## How to complete this task
Please reproduce the line containing "Objective — a point for each instance of the orange" and every line after it in the records below, exactly and with nothing else.

(Supplied data begins)

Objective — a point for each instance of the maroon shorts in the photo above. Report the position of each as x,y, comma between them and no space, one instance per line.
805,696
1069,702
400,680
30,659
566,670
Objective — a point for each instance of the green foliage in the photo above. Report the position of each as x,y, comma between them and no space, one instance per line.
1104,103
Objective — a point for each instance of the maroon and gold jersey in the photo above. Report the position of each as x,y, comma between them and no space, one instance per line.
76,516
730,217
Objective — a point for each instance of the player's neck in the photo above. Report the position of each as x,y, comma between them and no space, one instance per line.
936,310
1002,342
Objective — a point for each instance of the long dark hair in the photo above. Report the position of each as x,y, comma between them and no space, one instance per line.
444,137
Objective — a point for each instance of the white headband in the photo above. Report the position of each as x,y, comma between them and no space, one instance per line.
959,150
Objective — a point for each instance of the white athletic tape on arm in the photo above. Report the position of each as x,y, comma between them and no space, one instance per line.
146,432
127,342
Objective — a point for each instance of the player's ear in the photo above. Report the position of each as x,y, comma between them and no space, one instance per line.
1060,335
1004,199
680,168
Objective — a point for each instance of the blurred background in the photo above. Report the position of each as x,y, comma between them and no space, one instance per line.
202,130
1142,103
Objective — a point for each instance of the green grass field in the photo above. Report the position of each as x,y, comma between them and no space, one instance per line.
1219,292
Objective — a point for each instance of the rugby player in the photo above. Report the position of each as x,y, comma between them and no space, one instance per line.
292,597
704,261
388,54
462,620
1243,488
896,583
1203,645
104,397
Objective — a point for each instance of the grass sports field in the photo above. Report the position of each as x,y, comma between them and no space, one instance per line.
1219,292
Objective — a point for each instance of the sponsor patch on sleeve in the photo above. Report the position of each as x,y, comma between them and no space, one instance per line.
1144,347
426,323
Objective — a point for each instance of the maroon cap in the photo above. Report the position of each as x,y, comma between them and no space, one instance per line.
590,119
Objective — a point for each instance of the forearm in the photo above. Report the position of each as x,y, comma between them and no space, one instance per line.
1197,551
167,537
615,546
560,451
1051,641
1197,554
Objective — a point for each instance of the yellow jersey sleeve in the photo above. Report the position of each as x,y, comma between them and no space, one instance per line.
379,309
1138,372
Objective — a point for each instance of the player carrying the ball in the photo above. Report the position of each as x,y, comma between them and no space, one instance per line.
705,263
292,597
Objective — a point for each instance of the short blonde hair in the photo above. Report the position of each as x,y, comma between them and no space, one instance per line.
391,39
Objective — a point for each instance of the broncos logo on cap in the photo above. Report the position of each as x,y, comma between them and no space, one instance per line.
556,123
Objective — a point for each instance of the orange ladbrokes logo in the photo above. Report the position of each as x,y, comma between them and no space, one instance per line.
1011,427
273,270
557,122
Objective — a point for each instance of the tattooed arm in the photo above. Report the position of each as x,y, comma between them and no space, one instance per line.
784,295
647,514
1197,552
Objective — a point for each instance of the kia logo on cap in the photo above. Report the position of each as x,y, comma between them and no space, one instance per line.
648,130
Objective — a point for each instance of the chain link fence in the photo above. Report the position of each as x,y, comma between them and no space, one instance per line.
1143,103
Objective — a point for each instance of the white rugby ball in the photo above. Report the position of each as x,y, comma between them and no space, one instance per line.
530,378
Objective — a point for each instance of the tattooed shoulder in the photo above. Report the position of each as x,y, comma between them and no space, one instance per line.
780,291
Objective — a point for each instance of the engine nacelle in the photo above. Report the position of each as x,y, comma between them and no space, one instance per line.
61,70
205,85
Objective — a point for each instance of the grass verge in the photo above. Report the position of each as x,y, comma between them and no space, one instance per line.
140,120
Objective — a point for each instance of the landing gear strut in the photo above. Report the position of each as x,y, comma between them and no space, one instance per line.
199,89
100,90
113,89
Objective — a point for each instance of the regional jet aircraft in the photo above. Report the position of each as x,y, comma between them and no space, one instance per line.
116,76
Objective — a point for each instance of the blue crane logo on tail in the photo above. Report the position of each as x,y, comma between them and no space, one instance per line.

(Supplied data ends)

## Solution to the problem
Objective — a point for each instance of the orange ladbrokes logo in the photo above. Report the position of each as x,y, comma between them and no space, one instance per line.
1011,427
273,270
557,122
Objective — a point for each instance of the tattooed arm in the photo above. Report the position of each as x,y, comma between them and no space, one instance per line.
784,295
647,514
1197,552
Objective — a point for each instance of the kia logo on cap in the photo above. Report the position of each as x,y, comma between them and no space, one instance per line.
648,130
Objective — a point for each instance of the chain link fence in the photo above. Report the position of each as x,y, comma between them and no space, one instance per line.
1143,103
Objective — a point for each instance of the white rugby ball in the photo above. Report the position of each as x,y, comma between them and no space, one instance per line.
530,378
Objective — a point for each instance of the tattooed shoulder in the photo above. Report the position of each as x,y, comma between them and no space, one instance per line.
780,291
Objective — a point for each instance of the engine nacelle in the photo above. Report the position of each as x,y, comma between them and no space, one instance per line.
61,70
205,85
Objective — a point for each instance of the grass verge in the photo above. Report the position of each as x,y, comma between them and no space, one instance per line.
140,120
Objective — a point for each instance of the landing gear strut in the photo above. Report the position of each as x,y, comma between them and no space, one instance per line.
199,89
100,90
113,89
Objective — a point for each instance of the regional jet aircraft in the photo above. Report the position of each as x,y, comma between them and no space, one instance per line.
116,76
Objective — a point for each instance of the blue crane logo on tail in the photo above. Report the position of each as x,y, comma between them and no space, one instance per line.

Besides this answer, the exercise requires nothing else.